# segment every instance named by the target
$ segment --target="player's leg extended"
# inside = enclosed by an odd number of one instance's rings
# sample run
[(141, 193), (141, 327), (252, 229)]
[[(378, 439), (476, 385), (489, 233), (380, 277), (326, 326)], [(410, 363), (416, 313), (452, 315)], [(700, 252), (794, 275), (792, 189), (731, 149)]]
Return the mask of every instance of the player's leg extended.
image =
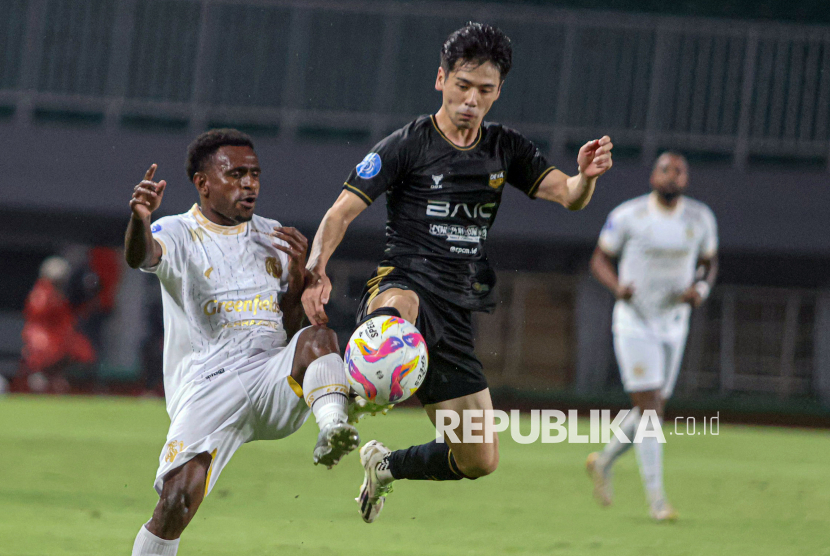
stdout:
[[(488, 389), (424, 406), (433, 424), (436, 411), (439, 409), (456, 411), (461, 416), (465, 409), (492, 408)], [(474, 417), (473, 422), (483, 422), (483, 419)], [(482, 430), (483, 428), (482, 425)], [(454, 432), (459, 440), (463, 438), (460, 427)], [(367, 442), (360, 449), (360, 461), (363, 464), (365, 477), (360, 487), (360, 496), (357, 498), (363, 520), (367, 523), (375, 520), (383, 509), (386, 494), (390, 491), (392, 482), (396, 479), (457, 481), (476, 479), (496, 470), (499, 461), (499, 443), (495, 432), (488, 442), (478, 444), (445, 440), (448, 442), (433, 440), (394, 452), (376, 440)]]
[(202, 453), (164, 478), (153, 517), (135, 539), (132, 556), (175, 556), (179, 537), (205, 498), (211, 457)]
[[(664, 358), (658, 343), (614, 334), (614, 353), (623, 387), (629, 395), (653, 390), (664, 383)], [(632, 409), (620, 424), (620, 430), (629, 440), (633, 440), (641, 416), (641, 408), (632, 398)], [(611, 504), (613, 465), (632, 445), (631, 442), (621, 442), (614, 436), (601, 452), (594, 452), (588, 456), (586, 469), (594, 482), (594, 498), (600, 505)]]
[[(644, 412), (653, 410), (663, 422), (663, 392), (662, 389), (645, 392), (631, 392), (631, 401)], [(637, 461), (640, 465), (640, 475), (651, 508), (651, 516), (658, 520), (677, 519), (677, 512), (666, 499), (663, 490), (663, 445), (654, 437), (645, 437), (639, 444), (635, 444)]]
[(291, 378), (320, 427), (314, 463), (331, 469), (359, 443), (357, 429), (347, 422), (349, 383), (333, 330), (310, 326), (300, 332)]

######

## INSTRUCCIONES DE LA TAREA
Extrae de las filas anteriores todas las que contengan la cadena "instance". Se distinguen mayúsculas y minúsculas.

## RESULTADO DEL EJERCICIO
# segment every instance named by the target
# inside = enclosed by an odd number of one instance's rings
Return the mask of every instance of the player's leg extended.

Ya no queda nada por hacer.